OBJECTIVE: Which lines in the material below contain the word "raccoon"? Copy each of those lines.

RECORDS SUPPLIED:

==================================================

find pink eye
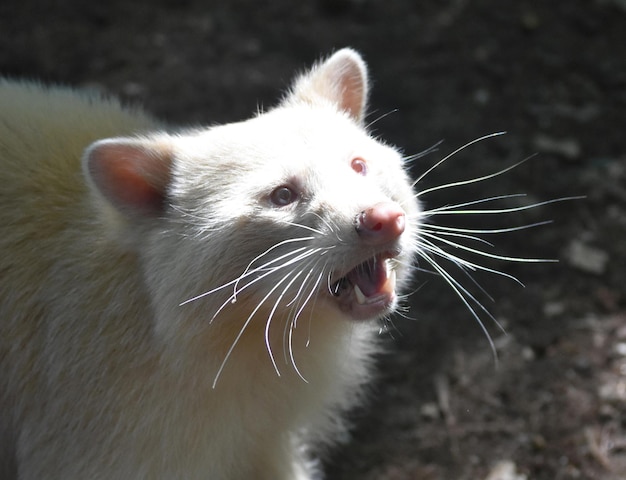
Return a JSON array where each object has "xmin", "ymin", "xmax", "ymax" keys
[
  {"xmin": 350, "ymin": 157, "xmax": 367, "ymax": 175},
  {"xmin": 270, "ymin": 185, "xmax": 298, "ymax": 207}
]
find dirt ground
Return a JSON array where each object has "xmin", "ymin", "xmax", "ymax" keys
[{"xmin": 0, "ymin": 0, "xmax": 626, "ymax": 480}]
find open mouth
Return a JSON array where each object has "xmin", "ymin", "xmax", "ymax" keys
[{"xmin": 330, "ymin": 255, "xmax": 396, "ymax": 320}]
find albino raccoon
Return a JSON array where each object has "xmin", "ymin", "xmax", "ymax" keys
[{"xmin": 0, "ymin": 49, "xmax": 420, "ymax": 480}]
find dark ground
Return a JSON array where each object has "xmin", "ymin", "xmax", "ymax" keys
[{"xmin": 0, "ymin": 0, "xmax": 626, "ymax": 480}]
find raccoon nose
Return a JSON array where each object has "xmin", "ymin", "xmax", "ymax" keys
[{"xmin": 356, "ymin": 202, "xmax": 406, "ymax": 246}]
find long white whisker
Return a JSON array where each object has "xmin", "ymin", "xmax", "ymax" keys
[
  {"xmin": 280, "ymin": 220, "xmax": 324, "ymax": 235},
  {"xmin": 293, "ymin": 269, "xmax": 324, "ymax": 328},
  {"xmin": 365, "ymin": 108, "xmax": 398, "ymax": 130},
  {"xmin": 415, "ymin": 157, "xmax": 532, "ymax": 198},
  {"xmin": 420, "ymin": 248, "xmax": 505, "ymax": 365},
  {"xmin": 233, "ymin": 237, "xmax": 315, "ymax": 296},
  {"xmin": 421, "ymin": 231, "xmax": 557, "ymax": 263},
  {"xmin": 231, "ymin": 247, "xmax": 323, "ymax": 302},
  {"xmin": 422, "ymin": 193, "xmax": 526, "ymax": 215},
  {"xmin": 420, "ymin": 225, "xmax": 495, "ymax": 247},
  {"xmin": 213, "ymin": 274, "xmax": 289, "ymax": 388},
  {"xmin": 179, "ymin": 237, "xmax": 313, "ymax": 307},
  {"xmin": 402, "ymin": 140, "xmax": 443, "ymax": 162},
  {"xmin": 202, "ymin": 249, "xmax": 321, "ymax": 323},
  {"xmin": 422, "ymin": 220, "xmax": 552, "ymax": 234},
  {"xmin": 265, "ymin": 270, "xmax": 302, "ymax": 377},
  {"xmin": 419, "ymin": 239, "xmax": 524, "ymax": 287},
  {"xmin": 424, "ymin": 196, "xmax": 585, "ymax": 216},
  {"xmin": 411, "ymin": 132, "xmax": 506, "ymax": 187}
]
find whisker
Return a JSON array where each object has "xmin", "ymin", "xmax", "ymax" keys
[
  {"xmin": 365, "ymin": 108, "xmax": 398, "ymax": 130},
  {"xmin": 265, "ymin": 270, "xmax": 302, "ymax": 377},
  {"xmin": 233, "ymin": 237, "xmax": 315, "ymax": 295},
  {"xmin": 420, "ymin": 251, "xmax": 506, "ymax": 366},
  {"xmin": 202, "ymin": 249, "xmax": 319, "ymax": 323},
  {"xmin": 178, "ymin": 237, "xmax": 313, "ymax": 307},
  {"xmin": 422, "ymin": 193, "xmax": 526, "ymax": 216},
  {"xmin": 421, "ymin": 230, "xmax": 558, "ymax": 263},
  {"xmin": 411, "ymin": 132, "xmax": 506, "ymax": 187},
  {"xmin": 420, "ymin": 225, "xmax": 495, "ymax": 247},
  {"xmin": 402, "ymin": 140, "xmax": 443, "ymax": 163},
  {"xmin": 280, "ymin": 220, "xmax": 324, "ymax": 235},
  {"xmin": 420, "ymin": 236, "xmax": 524, "ymax": 287},
  {"xmin": 422, "ymin": 220, "xmax": 553, "ymax": 234},
  {"xmin": 415, "ymin": 155, "xmax": 534, "ymax": 198}
]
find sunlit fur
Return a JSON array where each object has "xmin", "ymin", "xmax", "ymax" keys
[
  {"xmin": 0, "ymin": 50, "xmax": 572, "ymax": 480},
  {"xmin": 0, "ymin": 50, "xmax": 419, "ymax": 480}
]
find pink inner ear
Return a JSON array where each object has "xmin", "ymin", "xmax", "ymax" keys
[
  {"xmin": 338, "ymin": 61, "xmax": 366, "ymax": 121},
  {"xmin": 86, "ymin": 139, "xmax": 171, "ymax": 215}
]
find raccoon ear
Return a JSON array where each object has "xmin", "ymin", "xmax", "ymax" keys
[
  {"xmin": 83, "ymin": 138, "xmax": 172, "ymax": 216},
  {"xmin": 287, "ymin": 48, "xmax": 368, "ymax": 123}
]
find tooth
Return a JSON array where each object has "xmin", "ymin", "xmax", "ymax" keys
[{"xmin": 354, "ymin": 285, "xmax": 367, "ymax": 305}]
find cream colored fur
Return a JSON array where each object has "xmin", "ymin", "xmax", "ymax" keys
[{"xmin": 0, "ymin": 50, "xmax": 418, "ymax": 480}]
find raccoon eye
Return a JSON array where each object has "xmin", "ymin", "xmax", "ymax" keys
[
  {"xmin": 270, "ymin": 185, "xmax": 298, "ymax": 207},
  {"xmin": 350, "ymin": 157, "xmax": 367, "ymax": 176}
]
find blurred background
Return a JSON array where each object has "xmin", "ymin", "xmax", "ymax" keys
[{"xmin": 0, "ymin": 0, "xmax": 626, "ymax": 480}]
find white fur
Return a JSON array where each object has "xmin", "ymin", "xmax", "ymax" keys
[{"xmin": 0, "ymin": 50, "xmax": 418, "ymax": 480}]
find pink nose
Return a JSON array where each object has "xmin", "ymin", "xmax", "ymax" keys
[{"xmin": 356, "ymin": 202, "xmax": 405, "ymax": 246}]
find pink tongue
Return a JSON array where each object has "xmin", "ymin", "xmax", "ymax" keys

==================================================

ANSWER TO THE EXERCISE:
find albino raccoon
find raccoon nose
find raccoon ear
find raccoon eye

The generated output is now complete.